> Source document:
>>

Mumbai-based proxy advisor Stakeholders Empowerment Services (SES) has asked shareholders of pharmaceutical company Sanofi India to vote against the company’s proposed related-party transaction (RPT) with Sanofi-Aventis Singapore Pte Ltd.

The resolution will be presented at the company’s annual general meeting on May 5 and the e-voting period is between May 2 and 4.

Both Sanofi India and Sanofi-Aventis are indirect subsidiaries of Sanofi SA, France.

According to Sanofi’s reasoning for the related-party transaction, the former, in the ordinary course of its business, imports various products and active pharmaceutical ingredients from and also exports its products to Sanofi-Aventis Singapore. The two companies have, in the past, carried out RPTs of values of up to ₹1,100 crore a year. The current resolution, “based on the future business projections of the company, proposes to increase this limit to an amount not exceeding in aggregate ₹2,000 crore in each financial year.”

The SES report has said that although Sanofi India has “provided adequate justification and disclosures regarding the transaction in a detailed manner, and stated that the transactions are in the ordinary course of business and at arm’s length,” the company is seeking approval of the shareholders for perpetuity, that is, for RPTs up to ₹2,000 crore for every financial year without any further approval of the shareholders.

<<

> Dataset extract:

>>

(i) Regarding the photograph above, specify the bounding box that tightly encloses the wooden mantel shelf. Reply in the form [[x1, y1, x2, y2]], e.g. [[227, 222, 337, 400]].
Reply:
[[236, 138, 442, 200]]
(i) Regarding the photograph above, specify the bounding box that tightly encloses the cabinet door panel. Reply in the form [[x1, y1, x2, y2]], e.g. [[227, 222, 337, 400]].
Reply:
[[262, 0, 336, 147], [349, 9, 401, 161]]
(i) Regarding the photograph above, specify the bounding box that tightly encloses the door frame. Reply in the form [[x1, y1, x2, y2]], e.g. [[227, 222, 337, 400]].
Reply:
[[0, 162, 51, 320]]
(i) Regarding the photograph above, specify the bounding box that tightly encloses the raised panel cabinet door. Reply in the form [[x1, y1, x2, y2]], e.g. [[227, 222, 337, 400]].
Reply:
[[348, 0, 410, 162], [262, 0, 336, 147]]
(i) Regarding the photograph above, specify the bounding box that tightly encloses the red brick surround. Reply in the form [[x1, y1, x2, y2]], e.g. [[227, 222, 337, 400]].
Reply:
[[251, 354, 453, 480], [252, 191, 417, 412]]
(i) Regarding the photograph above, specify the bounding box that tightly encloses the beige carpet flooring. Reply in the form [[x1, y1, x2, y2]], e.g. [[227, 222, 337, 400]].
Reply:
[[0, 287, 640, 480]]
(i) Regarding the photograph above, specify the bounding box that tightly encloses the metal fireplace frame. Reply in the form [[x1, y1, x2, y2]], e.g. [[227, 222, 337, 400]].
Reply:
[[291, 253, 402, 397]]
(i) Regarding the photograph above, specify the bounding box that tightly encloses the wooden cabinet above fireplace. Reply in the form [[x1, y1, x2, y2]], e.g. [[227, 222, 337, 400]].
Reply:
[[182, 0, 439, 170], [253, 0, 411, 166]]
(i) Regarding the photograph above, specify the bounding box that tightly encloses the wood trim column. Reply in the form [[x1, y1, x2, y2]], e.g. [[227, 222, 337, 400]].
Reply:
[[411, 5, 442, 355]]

<<

> Task instructions:
1. According to the Sanofi India article, on what date will the resolution be presented at the company's annual general meeting?
2. Name every company or organization that the Sanofi India article mentions.
3. Transcribe the Sanofi India article from "The resolution will" to "Sanofi SA, France.", inclusive.

> Answer list:
1. May 5

2.
- Stakeholders Empowerment Services (SES)
- Sanofi India
- Sanofi-Aventis Singapore Pte Ltd
- Sanofi SA, France

3.
The resolution will be presented at the company’s annual general meeting on May 5 and the e-voting period is between May 2 and 4.

Both Sanofi India and Sanofi-Aventis are indirect subsidiaries of Sanofi SA, France.